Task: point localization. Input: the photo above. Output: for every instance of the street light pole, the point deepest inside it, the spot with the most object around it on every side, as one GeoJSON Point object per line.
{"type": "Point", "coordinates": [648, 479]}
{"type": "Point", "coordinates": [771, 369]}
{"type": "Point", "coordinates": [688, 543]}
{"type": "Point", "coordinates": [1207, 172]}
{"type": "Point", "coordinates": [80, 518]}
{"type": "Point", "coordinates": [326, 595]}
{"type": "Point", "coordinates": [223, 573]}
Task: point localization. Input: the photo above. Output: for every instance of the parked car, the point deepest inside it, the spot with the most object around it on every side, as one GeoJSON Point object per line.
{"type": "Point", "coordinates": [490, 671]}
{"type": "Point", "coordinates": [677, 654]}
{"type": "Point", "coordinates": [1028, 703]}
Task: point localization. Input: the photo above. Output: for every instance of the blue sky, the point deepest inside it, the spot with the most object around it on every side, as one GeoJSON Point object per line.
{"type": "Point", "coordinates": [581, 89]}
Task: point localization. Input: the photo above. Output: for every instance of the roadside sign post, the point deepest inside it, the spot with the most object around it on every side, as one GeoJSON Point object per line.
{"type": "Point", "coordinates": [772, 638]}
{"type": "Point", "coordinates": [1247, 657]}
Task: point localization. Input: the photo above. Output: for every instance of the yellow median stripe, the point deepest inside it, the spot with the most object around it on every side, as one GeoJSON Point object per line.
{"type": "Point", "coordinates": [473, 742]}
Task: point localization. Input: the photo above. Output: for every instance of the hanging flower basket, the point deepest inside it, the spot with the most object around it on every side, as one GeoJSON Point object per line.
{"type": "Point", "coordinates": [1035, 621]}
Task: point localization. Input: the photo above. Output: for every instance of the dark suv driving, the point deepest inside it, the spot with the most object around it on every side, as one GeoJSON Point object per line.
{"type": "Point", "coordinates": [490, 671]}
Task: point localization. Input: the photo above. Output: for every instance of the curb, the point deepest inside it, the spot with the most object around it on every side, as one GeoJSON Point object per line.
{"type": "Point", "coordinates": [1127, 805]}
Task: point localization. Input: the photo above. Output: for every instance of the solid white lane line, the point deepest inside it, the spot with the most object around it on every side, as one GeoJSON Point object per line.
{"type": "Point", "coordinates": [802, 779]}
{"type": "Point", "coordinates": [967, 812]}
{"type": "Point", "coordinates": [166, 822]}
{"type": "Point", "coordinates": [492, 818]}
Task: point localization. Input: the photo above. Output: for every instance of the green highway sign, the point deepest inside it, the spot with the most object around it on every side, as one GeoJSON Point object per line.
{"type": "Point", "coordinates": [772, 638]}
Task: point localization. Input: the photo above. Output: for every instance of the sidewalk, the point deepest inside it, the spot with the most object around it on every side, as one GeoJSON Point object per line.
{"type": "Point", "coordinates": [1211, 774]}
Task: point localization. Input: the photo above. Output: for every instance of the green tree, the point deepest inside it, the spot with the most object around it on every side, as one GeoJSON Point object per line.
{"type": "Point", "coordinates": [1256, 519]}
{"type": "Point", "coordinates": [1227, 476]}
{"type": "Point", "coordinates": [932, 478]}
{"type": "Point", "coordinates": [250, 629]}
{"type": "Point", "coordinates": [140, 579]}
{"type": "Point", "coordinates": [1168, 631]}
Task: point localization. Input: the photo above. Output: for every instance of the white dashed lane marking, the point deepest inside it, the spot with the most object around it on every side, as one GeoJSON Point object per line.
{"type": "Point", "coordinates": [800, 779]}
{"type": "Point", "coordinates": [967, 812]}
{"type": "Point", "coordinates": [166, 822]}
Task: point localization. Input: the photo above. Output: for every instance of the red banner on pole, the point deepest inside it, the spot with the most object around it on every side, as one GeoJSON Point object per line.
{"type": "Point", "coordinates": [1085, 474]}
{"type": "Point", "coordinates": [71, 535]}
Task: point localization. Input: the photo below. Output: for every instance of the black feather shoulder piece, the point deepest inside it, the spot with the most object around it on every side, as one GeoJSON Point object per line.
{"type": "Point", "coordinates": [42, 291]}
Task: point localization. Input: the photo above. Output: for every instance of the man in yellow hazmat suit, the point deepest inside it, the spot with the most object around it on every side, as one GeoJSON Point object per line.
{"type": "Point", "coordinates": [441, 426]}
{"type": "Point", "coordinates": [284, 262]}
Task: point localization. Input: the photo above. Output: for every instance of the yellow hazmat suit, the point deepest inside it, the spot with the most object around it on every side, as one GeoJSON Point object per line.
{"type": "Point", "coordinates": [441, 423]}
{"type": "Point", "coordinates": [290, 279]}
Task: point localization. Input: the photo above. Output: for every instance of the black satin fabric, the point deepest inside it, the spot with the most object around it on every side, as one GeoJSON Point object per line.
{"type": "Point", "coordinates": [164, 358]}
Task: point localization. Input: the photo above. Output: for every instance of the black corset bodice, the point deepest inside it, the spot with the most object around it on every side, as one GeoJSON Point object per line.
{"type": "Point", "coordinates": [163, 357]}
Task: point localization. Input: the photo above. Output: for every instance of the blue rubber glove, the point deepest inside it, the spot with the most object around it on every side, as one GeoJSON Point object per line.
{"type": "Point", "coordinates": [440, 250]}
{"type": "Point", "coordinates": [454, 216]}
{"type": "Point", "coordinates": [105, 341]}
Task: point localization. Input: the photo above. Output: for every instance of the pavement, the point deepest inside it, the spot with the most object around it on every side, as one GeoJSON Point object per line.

=======

Each entry shown above should be transcribed exactly as written.

Task: point localization. Input: the photo above. Output: for every instance of the street light pole, the point deepest inside it, the spot with the most object around it on every side, as one GeoJSON Point object per line.
{"type": "Point", "coordinates": [648, 479]}
{"type": "Point", "coordinates": [771, 369]}
{"type": "Point", "coordinates": [688, 543]}
{"type": "Point", "coordinates": [1207, 172]}
{"type": "Point", "coordinates": [80, 518]}
{"type": "Point", "coordinates": [326, 595]}
{"type": "Point", "coordinates": [223, 573]}
Task: point localization. Input: the photo above. Output: for every instance of the parked car, the point deepest inside it, the spot with the most object around it on every side, as one GeoJSON Point object per line.
{"type": "Point", "coordinates": [490, 671]}
{"type": "Point", "coordinates": [677, 654]}
{"type": "Point", "coordinates": [1028, 703]}
Task: point localization. Input: the photo above. Output: for every instance of the blue sky, the point deepest inside it, the spot with the most object around it on every side, as one GeoJSON Point object per line.
{"type": "Point", "coordinates": [581, 89]}
Task: point localization. Input: the photo above. Output: for every instance of the roadside sign post, the point deepest inside it, the spot with the most object around it on every side, as one GeoJSON Point object per line.
{"type": "Point", "coordinates": [772, 638]}
{"type": "Point", "coordinates": [1247, 657]}
Task: point localization. Input: the photo above. Output: for every instance of the yellow median stripe, the point deepest inside it, the spot with the most object around it on every side, as one GeoJSON Point object per line.
{"type": "Point", "coordinates": [473, 742]}
Task: point localization. Input: the photo above. Output: for every instance of the hanging flower basket, the point deepest inside it, the spot with the most object around it on every side, as one GeoJSON Point object per line.
{"type": "Point", "coordinates": [1035, 621]}
Task: point localization. Input: the photo above. Output: for every instance of the dark suv driving, the point deepest inside it, the spot with the most object around it on every side, as one GeoJSON Point object per line.
{"type": "Point", "coordinates": [490, 671]}
Task: point localization. Input: the photo above. Output: for every instance of the curb, the point deepest inside it, the spot with the most object around it on every side, as one GeoJSON Point object per line.
{"type": "Point", "coordinates": [1127, 805]}
Task: point localization. Input: the photo above. Output: for every instance of the solid white lane line, the point deepest inside it, the spot with the most object around it on every side, as one GeoJSON Point object per line.
{"type": "Point", "coordinates": [802, 779]}
{"type": "Point", "coordinates": [967, 812]}
{"type": "Point", "coordinates": [166, 822]}
{"type": "Point", "coordinates": [492, 818]}
Task: point localization. Input: the photo above. Output: for every instance of the green highway sign, the point deepest inside it, the spot with the most object around it on every side, as one GeoJSON Point object per line.
{"type": "Point", "coordinates": [772, 638]}
Task: point localization. Input: the photo above. Output: for every instance of the sidewalk, the point deepest inside it, the spot with the most object around it on every side, as one GeoJSON Point object per line.
{"type": "Point", "coordinates": [1211, 774]}
Task: point localization. Input: the photo above. Output: for every instance of the green tree, the point deepest inside it, the spot with the most object around it on every side, as one GeoJSON Point object per line.
{"type": "Point", "coordinates": [1256, 519]}
{"type": "Point", "coordinates": [1227, 476]}
{"type": "Point", "coordinates": [932, 478]}
{"type": "Point", "coordinates": [250, 629]}
{"type": "Point", "coordinates": [140, 579]}
{"type": "Point", "coordinates": [1168, 631]}
Task: point localization. Input: the photo above. Output: for every instance of the white dashed lane marking, the point deepest inside it, the spot with the most object around it on every side, as one GeoJSON Point object per line.
{"type": "Point", "coordinates": [800, 779]}
{"type": "Point", "coordinates": [967, 812]}
{"type": "Point", "coordinates": [166, 822]}
Task: point localization. Input: the photo above. Output: for every instance of the red banner on pole, the point deepest inside it, the spot with the most object around it on every side, as one GeoJSON Point object per line.
{"type": "Point", "coordinates": [1085, 474]}
{"type": "Point", "coordinates": [71, 535]}
Task: point localization. Input: the photo below. Output: for every instance of the black feather shoulder piece, the point deepest inside it, the spot with the most object around it on every side, as one GeoJSON Point object per line.
{"type": "Point", "coordinates": [42, 291]}
Task: point localization. Input: the photo above. Output: for every instance of the man in yellow hazmat suit, the point deepest inside it, the spot with the most object around it on every side, as one GeoJSON Point object per line.
{"type": "Point", "coordinates": [441, 426]}
{"type": "Point", "coordinates": [284, 262]}
Task: point localization. Input: the photo above. Output: for every instance of the yellow hazmat suit, the point deepest inside it, the spot with the most object around it on every side, as one GeoJSON Point object per line.
{"type": "Point", "coordinates": [441, 423]}
{"type": "Point", "coordinates": [290, 279]}
Task: point localization. Input: the photo above. Output: for every instance of the black satin fabric, the point deepest inside it, the spot with the most object around it on every side, as one GeoJSON Point object per line.
{"type": "Point", "coordinates": [164, 358]}
Task: point localization. Input: the photo above. Output: for every instance of the black corset bodice, the point deepest inside it, the spot with the most object around it on every side, as one GeoJSON Point object per line.
{"type": "Point", "coordinates": [163, 357]}
Task: point localization. Input: the photo above. Output: for every instance of the blue rubber glove, the point deepest inside it, the spot with the most object around it on every side, as one GeoJSON Point object per line.
{"type": "Point", "coordinates": [440, 250]}
{"type": "Point", "coordinates": [454, 216]}
{"type": "Point", "coordinates": [105, 341]}
Task: point localization. Input: the photo above. Output: for every instance of the pavement, the point deepest inside it, the spot with the most object around it on every side, as one GeoJSON Point object per line.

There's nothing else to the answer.